# Requirement:
Report every line of the entries that contains the word "below".

# Recorded information:
|---|
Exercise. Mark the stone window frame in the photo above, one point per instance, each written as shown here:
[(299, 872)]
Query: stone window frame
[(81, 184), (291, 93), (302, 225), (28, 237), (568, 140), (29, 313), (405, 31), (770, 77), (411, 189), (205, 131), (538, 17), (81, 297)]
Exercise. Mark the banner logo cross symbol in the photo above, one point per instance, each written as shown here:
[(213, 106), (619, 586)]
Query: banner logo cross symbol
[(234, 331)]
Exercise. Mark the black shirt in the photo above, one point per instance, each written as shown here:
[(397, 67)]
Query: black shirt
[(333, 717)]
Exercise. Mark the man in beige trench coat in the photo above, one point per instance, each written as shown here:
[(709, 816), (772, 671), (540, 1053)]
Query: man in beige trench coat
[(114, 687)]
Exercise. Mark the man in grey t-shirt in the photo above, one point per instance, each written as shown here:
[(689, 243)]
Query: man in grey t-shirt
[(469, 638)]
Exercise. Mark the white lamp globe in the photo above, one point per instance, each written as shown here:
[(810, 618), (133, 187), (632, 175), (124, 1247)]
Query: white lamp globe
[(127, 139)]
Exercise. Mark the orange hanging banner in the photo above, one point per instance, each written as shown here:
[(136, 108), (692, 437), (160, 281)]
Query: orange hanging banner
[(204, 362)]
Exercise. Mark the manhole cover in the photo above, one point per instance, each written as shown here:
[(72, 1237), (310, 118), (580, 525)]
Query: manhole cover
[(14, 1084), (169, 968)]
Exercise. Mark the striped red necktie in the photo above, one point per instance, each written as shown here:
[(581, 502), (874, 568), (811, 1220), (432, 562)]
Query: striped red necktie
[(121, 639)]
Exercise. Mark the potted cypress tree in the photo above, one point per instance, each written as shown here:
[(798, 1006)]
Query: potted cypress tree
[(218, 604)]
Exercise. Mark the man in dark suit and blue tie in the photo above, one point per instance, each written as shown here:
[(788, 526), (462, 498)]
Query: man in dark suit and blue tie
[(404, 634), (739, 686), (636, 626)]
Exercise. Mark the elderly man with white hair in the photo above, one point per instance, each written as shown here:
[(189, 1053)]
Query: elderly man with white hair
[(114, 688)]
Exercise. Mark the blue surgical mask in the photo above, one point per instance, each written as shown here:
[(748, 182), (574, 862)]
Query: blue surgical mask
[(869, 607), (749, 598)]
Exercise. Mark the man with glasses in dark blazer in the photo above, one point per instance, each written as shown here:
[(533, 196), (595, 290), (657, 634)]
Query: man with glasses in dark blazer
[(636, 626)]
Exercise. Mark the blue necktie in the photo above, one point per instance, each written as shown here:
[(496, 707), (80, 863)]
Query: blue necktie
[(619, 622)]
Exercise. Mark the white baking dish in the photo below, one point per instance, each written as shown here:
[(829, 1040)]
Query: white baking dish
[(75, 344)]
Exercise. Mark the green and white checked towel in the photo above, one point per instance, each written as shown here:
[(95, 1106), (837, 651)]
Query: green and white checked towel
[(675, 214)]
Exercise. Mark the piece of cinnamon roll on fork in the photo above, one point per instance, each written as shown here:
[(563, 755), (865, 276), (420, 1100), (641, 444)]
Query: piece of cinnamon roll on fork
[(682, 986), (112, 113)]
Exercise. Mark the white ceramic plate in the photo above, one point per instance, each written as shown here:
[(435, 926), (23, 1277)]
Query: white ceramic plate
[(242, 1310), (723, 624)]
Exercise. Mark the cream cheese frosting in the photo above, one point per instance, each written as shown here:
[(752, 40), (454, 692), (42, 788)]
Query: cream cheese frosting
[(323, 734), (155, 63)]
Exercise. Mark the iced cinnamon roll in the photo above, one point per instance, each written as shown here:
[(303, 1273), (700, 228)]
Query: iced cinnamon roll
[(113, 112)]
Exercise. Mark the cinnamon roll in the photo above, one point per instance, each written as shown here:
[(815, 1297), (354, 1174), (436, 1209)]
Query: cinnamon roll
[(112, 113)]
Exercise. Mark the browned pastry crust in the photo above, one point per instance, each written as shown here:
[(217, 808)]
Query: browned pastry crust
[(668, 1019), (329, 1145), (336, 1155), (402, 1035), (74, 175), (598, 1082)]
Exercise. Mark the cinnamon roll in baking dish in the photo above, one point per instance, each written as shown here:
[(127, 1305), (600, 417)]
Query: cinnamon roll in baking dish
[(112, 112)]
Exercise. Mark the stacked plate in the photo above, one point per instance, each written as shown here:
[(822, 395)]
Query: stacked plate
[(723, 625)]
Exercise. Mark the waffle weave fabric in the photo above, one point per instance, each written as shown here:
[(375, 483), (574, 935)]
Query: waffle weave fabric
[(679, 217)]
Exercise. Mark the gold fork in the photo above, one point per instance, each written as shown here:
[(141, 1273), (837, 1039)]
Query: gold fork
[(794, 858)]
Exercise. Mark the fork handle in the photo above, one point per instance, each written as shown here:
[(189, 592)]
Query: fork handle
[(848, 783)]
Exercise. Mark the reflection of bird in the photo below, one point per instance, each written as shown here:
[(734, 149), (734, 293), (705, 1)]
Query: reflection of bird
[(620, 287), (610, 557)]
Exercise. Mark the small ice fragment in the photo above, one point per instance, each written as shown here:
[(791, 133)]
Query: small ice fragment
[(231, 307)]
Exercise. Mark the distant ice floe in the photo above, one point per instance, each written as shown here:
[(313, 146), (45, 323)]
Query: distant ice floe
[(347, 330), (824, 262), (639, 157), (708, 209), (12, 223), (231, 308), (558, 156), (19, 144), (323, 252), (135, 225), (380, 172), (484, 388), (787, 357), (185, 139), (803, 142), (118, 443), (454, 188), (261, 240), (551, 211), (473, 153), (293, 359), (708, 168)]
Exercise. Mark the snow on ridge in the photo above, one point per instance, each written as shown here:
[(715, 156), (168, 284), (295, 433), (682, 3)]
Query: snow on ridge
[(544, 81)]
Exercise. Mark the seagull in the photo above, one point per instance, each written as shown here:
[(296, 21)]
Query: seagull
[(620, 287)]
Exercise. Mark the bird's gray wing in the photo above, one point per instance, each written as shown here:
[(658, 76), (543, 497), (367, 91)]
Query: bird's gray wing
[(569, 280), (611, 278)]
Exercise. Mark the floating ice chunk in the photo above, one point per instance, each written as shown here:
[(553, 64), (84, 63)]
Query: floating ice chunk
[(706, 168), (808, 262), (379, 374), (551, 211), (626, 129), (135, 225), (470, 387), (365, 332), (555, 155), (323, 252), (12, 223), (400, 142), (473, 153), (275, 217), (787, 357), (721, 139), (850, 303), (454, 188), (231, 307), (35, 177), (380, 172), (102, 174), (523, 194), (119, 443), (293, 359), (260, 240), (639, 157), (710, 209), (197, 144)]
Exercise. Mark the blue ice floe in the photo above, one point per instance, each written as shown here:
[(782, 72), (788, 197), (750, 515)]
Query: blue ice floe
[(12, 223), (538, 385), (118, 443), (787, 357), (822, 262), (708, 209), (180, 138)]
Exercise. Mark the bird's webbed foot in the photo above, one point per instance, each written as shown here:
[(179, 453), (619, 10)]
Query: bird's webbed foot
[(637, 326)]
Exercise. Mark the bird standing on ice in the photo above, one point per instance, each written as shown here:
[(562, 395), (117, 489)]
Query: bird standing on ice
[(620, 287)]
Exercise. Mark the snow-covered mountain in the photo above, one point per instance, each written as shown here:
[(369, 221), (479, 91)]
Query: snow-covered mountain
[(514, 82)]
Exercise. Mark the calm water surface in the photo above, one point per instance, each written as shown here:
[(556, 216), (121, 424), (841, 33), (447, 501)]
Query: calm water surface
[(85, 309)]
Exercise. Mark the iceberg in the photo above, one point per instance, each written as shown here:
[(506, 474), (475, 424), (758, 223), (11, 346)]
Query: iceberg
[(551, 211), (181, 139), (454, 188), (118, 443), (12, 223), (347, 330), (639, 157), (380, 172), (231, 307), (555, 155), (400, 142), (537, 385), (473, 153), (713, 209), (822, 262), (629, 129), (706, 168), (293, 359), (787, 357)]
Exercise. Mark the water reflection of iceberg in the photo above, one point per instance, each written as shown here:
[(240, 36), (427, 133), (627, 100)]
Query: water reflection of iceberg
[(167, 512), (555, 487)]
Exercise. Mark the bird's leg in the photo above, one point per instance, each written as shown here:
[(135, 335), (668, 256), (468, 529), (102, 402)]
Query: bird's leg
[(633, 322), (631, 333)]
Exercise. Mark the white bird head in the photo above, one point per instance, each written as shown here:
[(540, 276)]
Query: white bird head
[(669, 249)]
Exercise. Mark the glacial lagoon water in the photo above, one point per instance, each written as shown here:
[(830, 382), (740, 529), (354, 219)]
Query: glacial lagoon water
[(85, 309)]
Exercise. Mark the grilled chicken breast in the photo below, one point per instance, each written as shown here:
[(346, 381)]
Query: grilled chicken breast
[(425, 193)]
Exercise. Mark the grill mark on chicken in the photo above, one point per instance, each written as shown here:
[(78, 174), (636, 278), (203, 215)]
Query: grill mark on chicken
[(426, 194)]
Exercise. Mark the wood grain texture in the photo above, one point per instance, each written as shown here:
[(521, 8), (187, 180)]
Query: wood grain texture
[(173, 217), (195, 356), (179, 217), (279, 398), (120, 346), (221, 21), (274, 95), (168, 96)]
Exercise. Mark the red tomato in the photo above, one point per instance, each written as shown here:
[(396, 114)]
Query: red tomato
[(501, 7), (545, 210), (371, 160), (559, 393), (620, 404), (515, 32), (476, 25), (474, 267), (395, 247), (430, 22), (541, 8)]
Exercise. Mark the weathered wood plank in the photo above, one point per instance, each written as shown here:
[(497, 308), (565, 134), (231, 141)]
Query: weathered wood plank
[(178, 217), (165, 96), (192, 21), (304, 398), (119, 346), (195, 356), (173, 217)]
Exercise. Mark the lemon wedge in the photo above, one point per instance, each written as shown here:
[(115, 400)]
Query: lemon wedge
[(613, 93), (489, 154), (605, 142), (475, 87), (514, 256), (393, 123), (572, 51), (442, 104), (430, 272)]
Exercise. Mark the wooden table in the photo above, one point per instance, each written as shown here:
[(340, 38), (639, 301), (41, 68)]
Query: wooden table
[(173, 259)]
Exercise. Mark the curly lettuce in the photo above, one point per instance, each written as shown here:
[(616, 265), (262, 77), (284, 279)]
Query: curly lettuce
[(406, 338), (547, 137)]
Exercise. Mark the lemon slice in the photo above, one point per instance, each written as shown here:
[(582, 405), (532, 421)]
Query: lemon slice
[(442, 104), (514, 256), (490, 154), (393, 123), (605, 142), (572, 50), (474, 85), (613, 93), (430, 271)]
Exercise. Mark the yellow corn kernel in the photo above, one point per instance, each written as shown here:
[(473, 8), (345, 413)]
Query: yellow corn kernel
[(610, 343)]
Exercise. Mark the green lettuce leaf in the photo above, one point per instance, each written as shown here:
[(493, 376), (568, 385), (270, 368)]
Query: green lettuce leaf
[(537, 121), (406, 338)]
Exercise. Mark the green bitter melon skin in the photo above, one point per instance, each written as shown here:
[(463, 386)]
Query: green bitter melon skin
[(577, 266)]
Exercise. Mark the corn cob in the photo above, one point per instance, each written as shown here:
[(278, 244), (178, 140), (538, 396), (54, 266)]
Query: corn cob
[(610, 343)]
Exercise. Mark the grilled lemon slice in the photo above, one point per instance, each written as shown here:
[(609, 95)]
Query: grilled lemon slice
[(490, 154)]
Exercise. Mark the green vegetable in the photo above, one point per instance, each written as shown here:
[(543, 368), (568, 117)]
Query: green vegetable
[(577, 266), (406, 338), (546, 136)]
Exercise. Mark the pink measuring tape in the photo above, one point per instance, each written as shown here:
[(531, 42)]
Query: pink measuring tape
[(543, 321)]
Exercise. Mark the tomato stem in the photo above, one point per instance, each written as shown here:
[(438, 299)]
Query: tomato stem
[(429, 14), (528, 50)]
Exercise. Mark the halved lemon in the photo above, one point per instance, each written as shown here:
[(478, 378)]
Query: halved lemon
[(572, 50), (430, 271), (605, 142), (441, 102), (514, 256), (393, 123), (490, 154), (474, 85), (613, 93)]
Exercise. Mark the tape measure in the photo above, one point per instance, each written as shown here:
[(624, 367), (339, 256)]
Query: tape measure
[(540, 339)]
|---|
# Solution to this problem:
Exercise. Mark the white baking dish in the photo below, one point per instance, each written as shown here:
Exercise. Mark the reflection of bird in the photo below, one point per instance, each written as shown here:
Exercise. Mark the grilled chicken breast in the photo below, one point per instance, each written as shown here:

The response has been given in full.